Collect every line of the data that contains the string "molding", matching case exactly.

(Photo object pointing records)
------

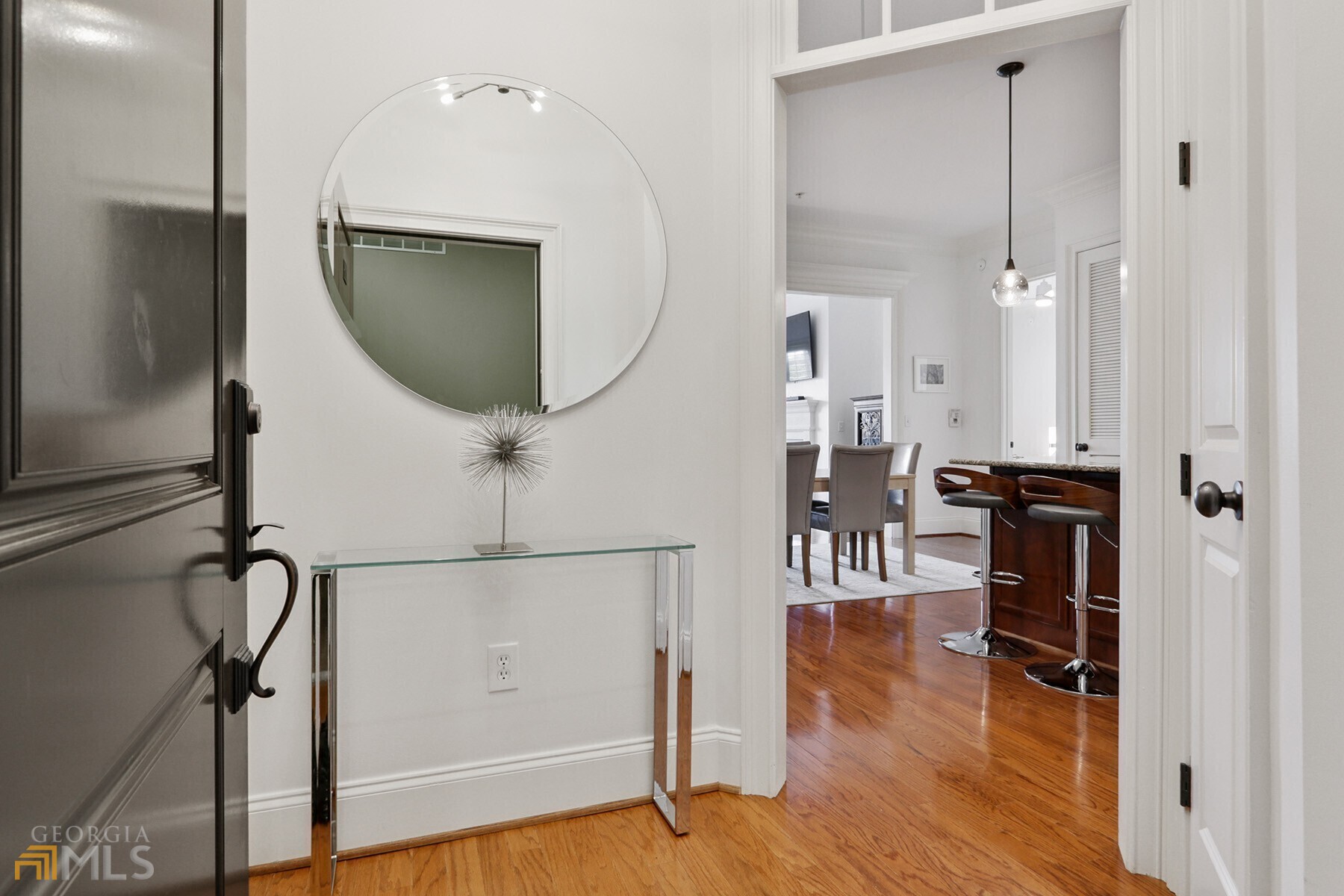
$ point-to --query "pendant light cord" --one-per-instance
(1009, 168)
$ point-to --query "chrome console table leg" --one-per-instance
(675, 806)
(323, 872)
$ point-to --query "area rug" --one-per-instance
(932, 575)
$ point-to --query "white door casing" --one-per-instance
(1226, 644)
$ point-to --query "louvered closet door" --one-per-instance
(1098, 354)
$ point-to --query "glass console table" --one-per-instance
(326, 570)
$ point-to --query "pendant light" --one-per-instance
(1009, 287)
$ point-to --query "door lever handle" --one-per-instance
(292, 591)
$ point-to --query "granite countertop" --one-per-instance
(1038, 465)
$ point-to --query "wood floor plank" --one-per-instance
(912, 770)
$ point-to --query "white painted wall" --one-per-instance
(1304, 131)
(1031, 381)
(983, 324)
(858, 352)
(351, 460)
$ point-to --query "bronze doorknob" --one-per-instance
(1210, 499)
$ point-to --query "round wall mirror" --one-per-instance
(487, 240)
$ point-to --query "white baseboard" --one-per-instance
(443, 800)
(939, 526)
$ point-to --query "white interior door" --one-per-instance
(1225, 762)
(1098, 293)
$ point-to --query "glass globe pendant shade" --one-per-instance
(1009, 287)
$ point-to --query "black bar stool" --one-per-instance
(1081, 507)
(987, 494)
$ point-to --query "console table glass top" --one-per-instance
(366, 558)
(668, 640)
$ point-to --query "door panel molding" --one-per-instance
(49, 529)
(105, 802)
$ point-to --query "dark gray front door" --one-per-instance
(122, 768)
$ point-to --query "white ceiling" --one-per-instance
(927, 149)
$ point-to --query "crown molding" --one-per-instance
(846, 280)
(1090, 183)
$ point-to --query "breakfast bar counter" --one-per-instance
(1042, 554)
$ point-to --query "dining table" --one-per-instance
(900, 482)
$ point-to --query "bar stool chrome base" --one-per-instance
(1081, 677)
(986, 642)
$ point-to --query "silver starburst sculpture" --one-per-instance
(505, 447)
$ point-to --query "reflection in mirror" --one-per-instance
(487, 240)
(1031, 361)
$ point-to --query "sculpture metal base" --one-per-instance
(986, 642)
(510, 547)
(1077, 676)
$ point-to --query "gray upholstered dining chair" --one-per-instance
(797, 507)
(905, 460)
(858, 503)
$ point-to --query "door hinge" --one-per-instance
(240, 677)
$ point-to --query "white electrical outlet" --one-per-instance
(502, 667)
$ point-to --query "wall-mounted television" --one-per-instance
(799, 347)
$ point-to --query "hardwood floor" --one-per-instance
(912, 770)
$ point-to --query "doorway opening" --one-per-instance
(906, 173)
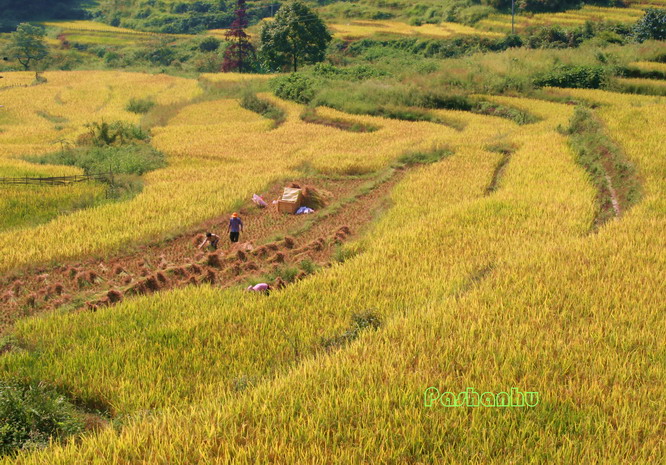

------

ANSWER TO THE TASK
$ point-to --query "door panel molding" --one-per-instance
$ point-to --query "crown molding" --one-per-instance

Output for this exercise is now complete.